▸ TESTO DI PARTENZA:
____________

Come tale, è chiaro che non può fornire risultati indiscutibili come altre discipline, quali la fisica o la chimica. Inoltre, siccome rappresenta il primo tentativo approfondito di descrivere il comportamento umano in situazioni interattive, appare abbastanza evidente che i suoi risultati sono destinati a creare problemi di interpretazione e a proporre risposte paradossali alle più svariate questioni. Si basa anche su assunti del comportamento degli individui, che sono evidentemente più delicati che non un'assiomatica della geometria o della fisica. Infatti, a prima vista l'ipotesi del giocatore perfettamente razionale e intelligente appare perlomeno molto restrittiva. E, non a caso, già il primo risultato della disciplina, il teorema sugli scacchi, appare paradossale nella sua formulazione: i giocatori idealizzati dalla teoria lo ritengono un gioco poco interessante dal momento che è strettamente determinato.
Dalla parte opposta, ci sono le critiche di coloro che vedono questa teoria come uno strumento pericoloso, quasi come una tecnologia i cui usi e abusi possono arrecare più danni che vantaggi. Tanto per citare un esempio, alcune associazioni hanno protestato quando i meccanismi d'asta prima ricordati hanno permesso ai governi di trarre grandi profitti dalla vendita delle bande per i cellulari, sostenendo poi che gli alti prezzi pagati dai vincitori dell'asta sarebbero stati inevitabilmente riversati sui consumatori.
A questo tipo di critiche è facile obbiettare che aiutare a capire meglio i meccanismi del comportamento umano può naturalmente essere usato in positivo o in negativo; il problema non sta nella teoria, ma nell'eventuale uso che se ne fa. Più interessante è la discussione su quanto il decisore descritto dalla teoria sia davvero una buona approssimazione dell'essere umano.

____________

▸ COSA FARAI: Riporta parola per parola il brano del testo sulla teoria dei giochi che si apre con le parole contenenti "Dalla parte opposta, ci" e si chiude con "riversati sui consumatori.". L'elenco non ha alcun ruolo in questo lavoro.

____________

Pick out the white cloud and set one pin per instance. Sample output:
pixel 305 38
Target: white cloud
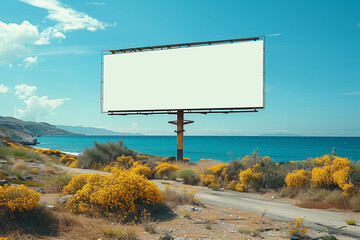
pixel 135 125
pixel 4 89
pixel 274 35
pixel 16 40
pixel 95 3
pixel 352 93
pixel 67 20
pixel 24 91
pixel 30 61
pixel 38 107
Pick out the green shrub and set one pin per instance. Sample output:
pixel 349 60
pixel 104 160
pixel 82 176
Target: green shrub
pixel 103 154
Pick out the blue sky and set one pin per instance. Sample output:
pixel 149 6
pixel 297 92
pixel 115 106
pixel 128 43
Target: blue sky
pixel 50 60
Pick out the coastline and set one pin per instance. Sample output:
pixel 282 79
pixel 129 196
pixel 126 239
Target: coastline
pixel 220 148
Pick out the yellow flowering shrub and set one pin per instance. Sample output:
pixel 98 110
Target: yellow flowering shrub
pixel 297 179
pixel 143 170
pixel 322 176
pixel 165 169
pixel 119 194
pixel 249 176
pixel 76 183
pixel 335 172
pixel 240 187
pixel 68 159
pixel 231 185
pixel 218 168
pixel 18 198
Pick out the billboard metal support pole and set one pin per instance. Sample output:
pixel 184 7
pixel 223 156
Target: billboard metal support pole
pixel 180 135
pixel 180 122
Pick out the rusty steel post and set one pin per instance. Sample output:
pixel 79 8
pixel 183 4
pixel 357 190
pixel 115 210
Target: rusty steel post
pixel 180 135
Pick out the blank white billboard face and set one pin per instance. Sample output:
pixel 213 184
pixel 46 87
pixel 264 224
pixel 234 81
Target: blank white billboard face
pixel 205 77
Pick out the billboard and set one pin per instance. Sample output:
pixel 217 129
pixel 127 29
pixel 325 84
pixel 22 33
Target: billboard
pixel 194 77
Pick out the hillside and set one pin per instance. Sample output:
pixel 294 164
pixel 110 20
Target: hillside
pixel 17 136
pixel 33 128
pixel 92 130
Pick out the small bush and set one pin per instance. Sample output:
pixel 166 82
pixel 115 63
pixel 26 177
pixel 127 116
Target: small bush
pixel 18 198
pixel 336 198
pixel 119 234
pixel 166 170
pixel 123 194
pixel 185 173
pixel 355 203
pixel 103 154
pixel 143 170
pixel 48 170
pixel 250 232
pixel 20 165
pixel 192 179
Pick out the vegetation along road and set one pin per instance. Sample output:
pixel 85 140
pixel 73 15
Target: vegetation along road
pixel 284 210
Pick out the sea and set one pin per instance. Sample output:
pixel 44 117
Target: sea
pixel 222 148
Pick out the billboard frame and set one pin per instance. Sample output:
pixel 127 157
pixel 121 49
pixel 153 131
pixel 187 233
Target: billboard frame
pixel 176 46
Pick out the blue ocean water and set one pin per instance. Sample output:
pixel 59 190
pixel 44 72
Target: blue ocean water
pixel 224 148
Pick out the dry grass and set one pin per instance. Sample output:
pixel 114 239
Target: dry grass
pixel 324 199
pixel 179 196
pixel 355 203
pixel 49 170
pixel 82 227
pixel 39 221
pixel 198 168
pixel 20 165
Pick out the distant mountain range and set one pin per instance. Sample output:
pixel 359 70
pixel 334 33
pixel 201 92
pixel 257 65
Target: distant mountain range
pixel 94 131
pixel 280 135
pixel 33 128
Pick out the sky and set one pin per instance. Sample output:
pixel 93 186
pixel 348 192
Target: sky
pixel 50 61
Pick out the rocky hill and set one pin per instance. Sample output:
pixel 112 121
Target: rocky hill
pixel 17 136
pixel 33 128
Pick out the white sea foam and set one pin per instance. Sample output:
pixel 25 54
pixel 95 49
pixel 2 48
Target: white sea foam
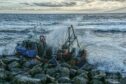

____________

▸ LA TUA SOLUZIONE:
Dalla parte opposta, ci sono le critiche di coloro che vedono questa teoria come uno strumento pericoloso, quasi come una tecnologia i cui usi e abusi possono arrecare più danni che vantaggi. Tanto per citare un esempio, alcune associazioni hanno protestato quando i meccanismi d'asta prima ricordati hanno permesso ai governi di trarre grandi profitti dalla vendita delle bande per i cellulari, sostenendo poi che gli alti prezzi pagati dai vincitori dell'asta sarebbero stati inevitabilmente riversati sui consumatori.